Problem to work on — List every line of the material that contains the string "negative", matching case exactly.
☆ ☆ ☆ ☆ ☆
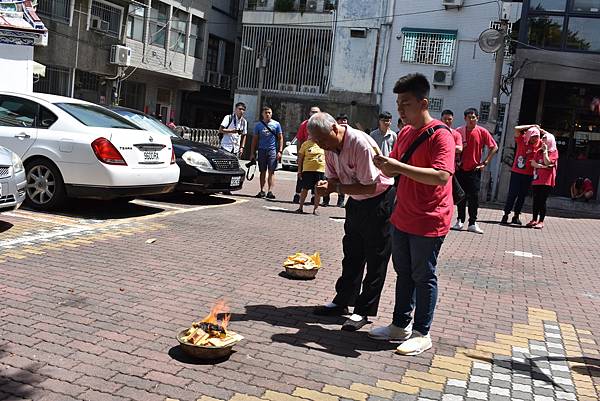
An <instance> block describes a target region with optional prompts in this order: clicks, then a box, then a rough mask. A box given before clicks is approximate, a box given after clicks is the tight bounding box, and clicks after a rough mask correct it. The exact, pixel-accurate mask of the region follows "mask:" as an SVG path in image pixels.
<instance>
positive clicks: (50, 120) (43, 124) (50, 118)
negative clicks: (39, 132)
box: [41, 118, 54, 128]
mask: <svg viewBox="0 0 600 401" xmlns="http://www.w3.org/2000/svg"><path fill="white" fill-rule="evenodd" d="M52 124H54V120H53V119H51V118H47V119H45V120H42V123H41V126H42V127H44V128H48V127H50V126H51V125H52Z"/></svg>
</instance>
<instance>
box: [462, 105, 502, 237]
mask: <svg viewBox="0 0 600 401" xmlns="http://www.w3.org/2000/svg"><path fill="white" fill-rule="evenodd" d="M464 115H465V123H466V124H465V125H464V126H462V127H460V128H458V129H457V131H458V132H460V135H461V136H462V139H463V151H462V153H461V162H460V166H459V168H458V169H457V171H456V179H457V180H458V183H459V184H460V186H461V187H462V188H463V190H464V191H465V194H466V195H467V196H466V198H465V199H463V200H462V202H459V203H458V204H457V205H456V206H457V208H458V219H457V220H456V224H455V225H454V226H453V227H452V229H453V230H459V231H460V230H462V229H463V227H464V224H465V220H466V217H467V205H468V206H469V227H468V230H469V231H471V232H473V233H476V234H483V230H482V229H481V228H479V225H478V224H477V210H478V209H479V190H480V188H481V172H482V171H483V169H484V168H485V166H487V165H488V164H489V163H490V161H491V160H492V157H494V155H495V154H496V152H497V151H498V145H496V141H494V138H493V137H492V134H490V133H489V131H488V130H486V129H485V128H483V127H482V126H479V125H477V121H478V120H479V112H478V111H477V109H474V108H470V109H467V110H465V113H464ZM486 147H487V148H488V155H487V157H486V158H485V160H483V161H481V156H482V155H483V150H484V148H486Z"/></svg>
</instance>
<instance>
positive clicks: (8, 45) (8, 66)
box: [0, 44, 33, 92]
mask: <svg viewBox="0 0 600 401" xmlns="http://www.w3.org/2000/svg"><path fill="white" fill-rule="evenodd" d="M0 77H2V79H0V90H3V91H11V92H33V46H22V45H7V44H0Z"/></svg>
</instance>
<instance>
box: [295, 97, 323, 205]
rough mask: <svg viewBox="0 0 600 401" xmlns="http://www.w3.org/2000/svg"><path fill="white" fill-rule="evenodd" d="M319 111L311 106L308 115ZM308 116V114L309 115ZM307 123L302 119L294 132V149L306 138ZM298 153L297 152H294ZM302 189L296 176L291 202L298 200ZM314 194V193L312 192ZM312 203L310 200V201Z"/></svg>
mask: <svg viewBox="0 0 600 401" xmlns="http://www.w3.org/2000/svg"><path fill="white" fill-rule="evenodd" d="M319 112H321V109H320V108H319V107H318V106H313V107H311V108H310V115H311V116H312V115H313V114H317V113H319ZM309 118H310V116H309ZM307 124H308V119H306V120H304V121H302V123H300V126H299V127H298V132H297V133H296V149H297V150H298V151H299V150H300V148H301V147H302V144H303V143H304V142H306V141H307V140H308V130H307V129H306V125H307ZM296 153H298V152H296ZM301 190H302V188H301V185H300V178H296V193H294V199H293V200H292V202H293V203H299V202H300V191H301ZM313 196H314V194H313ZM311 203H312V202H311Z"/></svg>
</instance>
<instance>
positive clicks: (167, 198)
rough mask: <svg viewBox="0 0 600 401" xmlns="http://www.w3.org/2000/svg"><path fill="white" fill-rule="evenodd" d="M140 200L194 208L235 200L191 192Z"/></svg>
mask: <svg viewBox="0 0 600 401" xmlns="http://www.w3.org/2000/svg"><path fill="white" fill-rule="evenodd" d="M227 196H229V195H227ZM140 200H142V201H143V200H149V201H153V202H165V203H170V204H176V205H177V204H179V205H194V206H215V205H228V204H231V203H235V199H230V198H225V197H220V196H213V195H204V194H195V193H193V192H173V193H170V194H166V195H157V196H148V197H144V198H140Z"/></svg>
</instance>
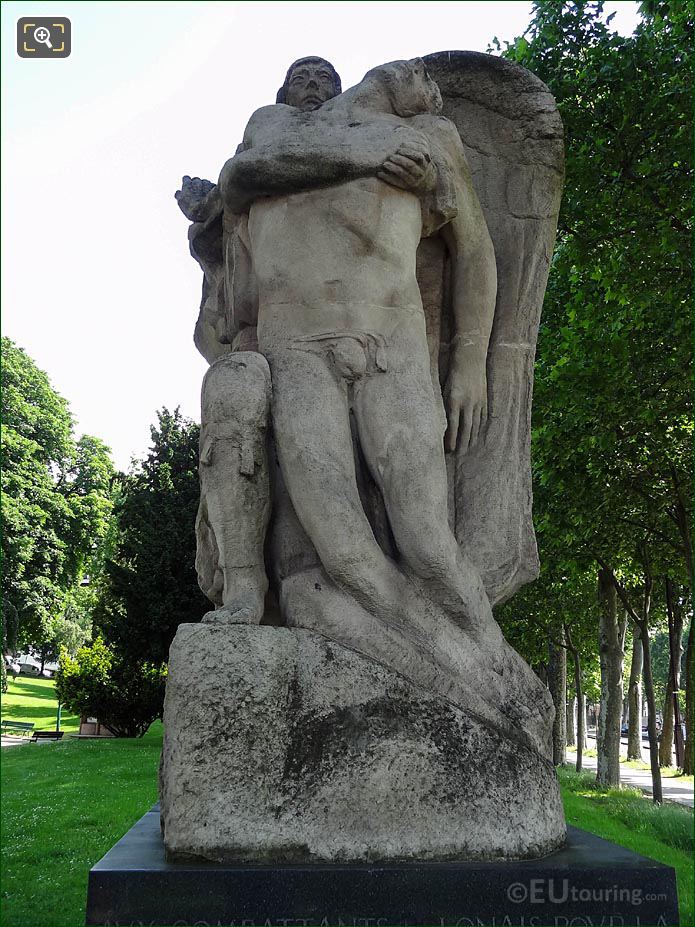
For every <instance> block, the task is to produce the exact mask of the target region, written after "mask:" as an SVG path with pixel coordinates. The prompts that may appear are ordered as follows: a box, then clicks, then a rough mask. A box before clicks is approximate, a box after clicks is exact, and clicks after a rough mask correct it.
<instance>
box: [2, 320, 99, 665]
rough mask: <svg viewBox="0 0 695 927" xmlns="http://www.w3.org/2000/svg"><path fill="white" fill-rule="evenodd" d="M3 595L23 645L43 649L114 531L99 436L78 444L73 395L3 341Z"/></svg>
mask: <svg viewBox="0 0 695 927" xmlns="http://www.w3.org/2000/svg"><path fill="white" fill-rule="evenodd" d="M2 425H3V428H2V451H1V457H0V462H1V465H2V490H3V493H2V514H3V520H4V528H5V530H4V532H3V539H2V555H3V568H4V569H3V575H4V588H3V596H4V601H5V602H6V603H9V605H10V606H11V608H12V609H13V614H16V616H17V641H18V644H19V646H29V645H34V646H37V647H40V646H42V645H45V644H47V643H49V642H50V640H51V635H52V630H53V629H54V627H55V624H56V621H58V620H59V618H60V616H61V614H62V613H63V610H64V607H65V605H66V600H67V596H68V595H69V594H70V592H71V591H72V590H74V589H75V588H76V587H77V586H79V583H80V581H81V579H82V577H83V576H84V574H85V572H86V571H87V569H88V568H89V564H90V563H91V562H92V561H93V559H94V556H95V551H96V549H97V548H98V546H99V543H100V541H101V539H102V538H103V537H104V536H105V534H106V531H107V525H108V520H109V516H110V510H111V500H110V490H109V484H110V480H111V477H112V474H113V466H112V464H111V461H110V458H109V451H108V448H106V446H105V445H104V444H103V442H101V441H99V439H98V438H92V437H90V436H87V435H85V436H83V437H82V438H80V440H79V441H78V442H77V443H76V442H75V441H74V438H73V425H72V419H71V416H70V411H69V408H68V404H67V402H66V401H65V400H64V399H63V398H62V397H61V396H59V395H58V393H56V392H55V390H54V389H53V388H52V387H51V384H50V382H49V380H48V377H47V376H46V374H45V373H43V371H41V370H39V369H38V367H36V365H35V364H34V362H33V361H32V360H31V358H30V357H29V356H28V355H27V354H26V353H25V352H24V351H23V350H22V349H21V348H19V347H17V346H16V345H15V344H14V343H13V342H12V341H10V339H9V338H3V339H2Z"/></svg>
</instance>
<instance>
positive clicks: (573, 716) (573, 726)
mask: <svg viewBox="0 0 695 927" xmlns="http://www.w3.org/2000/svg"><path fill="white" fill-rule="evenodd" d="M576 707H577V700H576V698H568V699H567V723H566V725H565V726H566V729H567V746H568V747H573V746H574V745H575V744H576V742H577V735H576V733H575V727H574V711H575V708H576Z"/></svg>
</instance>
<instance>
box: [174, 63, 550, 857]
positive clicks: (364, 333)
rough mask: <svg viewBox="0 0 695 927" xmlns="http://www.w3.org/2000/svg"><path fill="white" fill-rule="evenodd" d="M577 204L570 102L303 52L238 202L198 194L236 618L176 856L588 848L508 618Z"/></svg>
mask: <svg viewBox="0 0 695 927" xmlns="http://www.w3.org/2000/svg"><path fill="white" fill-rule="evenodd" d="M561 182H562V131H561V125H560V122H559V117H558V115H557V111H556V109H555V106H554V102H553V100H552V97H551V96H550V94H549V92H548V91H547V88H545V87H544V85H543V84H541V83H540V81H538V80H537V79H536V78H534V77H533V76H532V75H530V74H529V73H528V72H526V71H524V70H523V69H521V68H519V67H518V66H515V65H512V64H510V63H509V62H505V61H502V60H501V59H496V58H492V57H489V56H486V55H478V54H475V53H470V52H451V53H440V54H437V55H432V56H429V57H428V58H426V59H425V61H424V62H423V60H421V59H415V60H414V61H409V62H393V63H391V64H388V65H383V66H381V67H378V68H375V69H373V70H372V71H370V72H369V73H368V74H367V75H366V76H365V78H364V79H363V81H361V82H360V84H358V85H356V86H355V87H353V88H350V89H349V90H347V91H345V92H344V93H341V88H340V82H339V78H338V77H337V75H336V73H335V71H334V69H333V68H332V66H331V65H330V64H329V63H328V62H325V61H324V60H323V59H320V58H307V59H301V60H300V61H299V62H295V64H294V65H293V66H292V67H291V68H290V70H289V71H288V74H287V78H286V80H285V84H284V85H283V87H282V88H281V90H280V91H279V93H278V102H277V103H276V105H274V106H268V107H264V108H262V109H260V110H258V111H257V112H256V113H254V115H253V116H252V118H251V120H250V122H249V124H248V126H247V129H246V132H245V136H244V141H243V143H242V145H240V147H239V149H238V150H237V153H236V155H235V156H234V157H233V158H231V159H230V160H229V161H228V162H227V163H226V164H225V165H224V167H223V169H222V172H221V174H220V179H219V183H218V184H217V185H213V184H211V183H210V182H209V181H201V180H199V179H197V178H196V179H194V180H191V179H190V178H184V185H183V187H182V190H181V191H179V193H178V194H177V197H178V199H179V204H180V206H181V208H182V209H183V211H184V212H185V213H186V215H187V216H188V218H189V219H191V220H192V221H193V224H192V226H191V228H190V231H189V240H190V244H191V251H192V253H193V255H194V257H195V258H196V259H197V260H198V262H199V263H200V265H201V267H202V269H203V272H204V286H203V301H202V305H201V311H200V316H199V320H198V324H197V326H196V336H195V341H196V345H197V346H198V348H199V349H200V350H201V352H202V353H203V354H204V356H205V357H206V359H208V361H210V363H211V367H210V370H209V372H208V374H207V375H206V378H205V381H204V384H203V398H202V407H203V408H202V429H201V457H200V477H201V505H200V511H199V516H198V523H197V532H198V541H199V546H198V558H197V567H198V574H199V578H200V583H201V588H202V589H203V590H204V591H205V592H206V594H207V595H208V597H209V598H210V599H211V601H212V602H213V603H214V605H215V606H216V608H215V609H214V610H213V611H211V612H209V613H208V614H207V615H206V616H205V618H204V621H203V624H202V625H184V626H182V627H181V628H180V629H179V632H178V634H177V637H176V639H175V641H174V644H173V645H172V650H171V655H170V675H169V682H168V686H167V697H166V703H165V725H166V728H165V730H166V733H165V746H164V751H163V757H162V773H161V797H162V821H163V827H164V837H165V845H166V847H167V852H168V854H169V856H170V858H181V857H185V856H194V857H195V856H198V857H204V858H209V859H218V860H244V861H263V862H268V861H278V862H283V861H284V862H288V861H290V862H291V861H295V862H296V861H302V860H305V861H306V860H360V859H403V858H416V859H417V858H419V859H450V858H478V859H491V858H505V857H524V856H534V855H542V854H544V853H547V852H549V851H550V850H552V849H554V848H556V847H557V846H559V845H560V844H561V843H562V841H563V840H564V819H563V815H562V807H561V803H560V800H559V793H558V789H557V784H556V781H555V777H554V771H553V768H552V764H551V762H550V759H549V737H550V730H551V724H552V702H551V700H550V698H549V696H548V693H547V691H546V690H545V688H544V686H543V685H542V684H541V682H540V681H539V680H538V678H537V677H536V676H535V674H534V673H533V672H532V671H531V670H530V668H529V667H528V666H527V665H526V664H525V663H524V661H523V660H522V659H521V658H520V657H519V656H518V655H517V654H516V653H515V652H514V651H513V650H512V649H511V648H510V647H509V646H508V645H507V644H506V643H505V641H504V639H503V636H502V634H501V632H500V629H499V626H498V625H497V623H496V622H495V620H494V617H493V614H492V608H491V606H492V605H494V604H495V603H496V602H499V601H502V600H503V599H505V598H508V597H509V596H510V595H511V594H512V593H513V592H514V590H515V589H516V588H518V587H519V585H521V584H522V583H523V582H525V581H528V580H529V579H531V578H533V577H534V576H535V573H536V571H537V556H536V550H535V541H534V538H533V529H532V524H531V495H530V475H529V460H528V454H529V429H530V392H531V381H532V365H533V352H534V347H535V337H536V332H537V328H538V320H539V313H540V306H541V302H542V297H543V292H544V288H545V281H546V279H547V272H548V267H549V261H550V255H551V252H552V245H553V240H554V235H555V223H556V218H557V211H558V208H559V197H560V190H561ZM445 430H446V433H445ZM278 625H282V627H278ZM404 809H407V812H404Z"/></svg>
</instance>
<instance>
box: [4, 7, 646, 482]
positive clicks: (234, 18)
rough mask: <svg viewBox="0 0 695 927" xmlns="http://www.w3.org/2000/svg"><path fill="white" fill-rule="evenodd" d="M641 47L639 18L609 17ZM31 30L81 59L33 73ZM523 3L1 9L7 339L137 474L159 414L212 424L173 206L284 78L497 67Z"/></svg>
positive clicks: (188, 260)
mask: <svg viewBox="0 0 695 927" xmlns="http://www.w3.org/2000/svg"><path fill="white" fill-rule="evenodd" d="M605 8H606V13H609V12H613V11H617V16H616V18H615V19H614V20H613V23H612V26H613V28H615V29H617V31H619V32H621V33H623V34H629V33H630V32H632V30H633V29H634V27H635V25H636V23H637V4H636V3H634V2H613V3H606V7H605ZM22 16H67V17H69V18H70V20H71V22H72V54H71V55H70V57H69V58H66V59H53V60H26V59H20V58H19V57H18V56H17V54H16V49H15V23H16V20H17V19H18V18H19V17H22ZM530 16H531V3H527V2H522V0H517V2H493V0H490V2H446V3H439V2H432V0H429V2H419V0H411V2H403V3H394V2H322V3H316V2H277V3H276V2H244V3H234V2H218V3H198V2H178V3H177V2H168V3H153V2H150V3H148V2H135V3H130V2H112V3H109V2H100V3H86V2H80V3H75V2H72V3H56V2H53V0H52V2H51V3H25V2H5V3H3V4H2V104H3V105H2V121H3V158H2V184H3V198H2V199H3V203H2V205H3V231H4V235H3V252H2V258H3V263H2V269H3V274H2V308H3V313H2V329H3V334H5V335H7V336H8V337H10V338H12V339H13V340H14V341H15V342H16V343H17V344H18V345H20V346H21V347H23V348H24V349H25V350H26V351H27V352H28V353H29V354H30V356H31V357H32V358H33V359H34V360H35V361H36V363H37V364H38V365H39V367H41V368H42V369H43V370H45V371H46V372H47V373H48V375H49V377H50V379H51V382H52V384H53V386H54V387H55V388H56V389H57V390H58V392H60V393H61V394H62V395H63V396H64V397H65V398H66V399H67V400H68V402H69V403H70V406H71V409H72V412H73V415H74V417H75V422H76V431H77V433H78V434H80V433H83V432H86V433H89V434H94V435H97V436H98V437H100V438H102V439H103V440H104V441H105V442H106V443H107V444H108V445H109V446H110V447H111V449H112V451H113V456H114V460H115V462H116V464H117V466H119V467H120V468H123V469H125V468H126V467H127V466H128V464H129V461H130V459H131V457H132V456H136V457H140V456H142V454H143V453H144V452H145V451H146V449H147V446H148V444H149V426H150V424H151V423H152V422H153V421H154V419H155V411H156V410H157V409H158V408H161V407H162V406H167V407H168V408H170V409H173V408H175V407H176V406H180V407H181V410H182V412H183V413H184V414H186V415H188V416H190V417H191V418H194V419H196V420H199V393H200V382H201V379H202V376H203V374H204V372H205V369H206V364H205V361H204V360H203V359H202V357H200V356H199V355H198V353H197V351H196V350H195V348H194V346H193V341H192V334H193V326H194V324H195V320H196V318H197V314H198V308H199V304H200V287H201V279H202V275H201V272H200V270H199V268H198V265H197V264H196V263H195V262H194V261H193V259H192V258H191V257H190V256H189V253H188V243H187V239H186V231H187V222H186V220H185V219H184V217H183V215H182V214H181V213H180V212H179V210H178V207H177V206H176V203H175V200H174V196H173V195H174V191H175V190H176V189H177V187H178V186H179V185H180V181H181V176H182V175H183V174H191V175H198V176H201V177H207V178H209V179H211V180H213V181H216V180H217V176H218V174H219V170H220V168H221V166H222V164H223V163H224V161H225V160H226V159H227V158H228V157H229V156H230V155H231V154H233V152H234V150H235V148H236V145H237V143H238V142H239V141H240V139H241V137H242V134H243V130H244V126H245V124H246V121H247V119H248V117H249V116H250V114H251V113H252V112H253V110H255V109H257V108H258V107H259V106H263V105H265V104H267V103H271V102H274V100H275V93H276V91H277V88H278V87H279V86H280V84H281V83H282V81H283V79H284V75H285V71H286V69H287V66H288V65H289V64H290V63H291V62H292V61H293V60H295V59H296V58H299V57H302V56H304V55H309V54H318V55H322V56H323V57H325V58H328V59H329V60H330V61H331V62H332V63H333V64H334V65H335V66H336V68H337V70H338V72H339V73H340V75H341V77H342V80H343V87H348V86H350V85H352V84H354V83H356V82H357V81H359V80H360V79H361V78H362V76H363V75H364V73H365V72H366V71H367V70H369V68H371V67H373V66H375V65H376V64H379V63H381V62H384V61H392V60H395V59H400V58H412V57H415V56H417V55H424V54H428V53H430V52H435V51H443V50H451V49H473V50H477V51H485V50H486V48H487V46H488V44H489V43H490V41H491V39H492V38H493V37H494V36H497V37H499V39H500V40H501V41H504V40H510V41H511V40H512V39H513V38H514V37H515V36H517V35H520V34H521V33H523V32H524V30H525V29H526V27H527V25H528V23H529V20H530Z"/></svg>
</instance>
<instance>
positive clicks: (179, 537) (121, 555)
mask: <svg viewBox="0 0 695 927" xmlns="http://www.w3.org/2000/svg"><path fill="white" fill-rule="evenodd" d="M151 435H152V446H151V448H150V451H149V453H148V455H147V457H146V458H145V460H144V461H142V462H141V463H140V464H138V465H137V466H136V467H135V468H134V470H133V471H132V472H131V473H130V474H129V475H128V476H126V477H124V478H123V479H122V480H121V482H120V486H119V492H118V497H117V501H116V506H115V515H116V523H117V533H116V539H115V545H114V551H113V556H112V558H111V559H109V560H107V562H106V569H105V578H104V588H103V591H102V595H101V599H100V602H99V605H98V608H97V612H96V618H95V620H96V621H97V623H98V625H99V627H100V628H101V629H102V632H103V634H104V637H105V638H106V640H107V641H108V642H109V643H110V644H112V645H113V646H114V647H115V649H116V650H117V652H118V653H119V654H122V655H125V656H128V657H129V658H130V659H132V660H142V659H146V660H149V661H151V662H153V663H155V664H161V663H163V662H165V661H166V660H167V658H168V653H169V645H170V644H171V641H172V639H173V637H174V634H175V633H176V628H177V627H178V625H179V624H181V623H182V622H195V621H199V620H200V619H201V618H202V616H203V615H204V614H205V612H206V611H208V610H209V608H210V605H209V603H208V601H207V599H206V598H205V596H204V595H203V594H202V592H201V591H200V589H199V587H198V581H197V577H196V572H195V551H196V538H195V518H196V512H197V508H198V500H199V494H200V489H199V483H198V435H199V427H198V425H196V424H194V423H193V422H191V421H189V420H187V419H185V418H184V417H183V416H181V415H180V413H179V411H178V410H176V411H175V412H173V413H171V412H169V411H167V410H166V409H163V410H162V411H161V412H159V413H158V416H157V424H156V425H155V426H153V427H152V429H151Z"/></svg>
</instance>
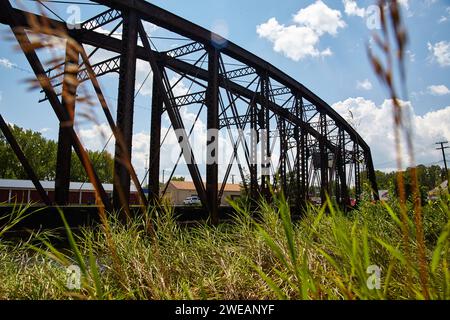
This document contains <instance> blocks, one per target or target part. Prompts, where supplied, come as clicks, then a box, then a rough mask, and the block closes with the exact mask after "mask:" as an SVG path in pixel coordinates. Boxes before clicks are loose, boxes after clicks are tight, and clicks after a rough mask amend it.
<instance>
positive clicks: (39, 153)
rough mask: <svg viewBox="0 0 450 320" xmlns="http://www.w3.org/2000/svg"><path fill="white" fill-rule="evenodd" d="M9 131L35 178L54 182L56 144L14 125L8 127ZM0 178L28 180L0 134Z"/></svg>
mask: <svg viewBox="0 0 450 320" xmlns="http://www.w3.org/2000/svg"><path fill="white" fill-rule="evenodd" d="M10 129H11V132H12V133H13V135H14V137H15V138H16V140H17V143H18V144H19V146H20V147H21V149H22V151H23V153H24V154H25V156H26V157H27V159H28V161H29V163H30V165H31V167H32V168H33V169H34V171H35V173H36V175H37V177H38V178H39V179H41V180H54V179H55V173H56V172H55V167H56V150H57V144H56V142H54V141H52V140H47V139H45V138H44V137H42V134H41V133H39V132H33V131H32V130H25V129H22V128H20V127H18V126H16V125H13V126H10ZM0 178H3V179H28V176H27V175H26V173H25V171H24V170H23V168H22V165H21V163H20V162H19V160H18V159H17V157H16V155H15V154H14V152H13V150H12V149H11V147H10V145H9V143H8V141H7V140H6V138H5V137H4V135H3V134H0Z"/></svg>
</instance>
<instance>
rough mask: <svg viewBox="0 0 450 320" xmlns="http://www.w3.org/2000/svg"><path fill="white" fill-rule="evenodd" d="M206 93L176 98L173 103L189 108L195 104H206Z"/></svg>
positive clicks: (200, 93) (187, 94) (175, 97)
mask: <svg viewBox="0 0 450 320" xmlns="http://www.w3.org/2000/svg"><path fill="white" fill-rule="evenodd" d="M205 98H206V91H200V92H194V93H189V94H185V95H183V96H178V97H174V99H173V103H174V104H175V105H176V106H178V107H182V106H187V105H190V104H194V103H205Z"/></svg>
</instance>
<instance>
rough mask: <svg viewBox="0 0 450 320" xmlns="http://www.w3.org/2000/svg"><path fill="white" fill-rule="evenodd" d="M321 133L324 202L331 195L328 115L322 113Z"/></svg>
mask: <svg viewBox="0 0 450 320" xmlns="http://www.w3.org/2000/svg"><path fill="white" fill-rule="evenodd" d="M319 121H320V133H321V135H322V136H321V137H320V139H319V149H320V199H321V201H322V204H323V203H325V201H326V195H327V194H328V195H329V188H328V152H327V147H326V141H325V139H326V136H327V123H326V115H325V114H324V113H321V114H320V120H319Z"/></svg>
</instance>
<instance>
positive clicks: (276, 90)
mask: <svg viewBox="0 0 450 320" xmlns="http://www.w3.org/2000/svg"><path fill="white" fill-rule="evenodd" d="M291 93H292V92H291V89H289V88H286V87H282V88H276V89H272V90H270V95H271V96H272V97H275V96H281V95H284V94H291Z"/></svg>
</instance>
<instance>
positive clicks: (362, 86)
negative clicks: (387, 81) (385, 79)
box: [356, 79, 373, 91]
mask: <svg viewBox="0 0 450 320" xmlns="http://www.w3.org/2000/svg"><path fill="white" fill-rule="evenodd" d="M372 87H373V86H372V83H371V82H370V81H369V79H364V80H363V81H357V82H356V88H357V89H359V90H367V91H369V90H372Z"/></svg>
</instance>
☆ ☆ ☆ ☆ ☆
Result —
negative clicks: (39, 132)
negative clicks: (387, 81) (385, 79)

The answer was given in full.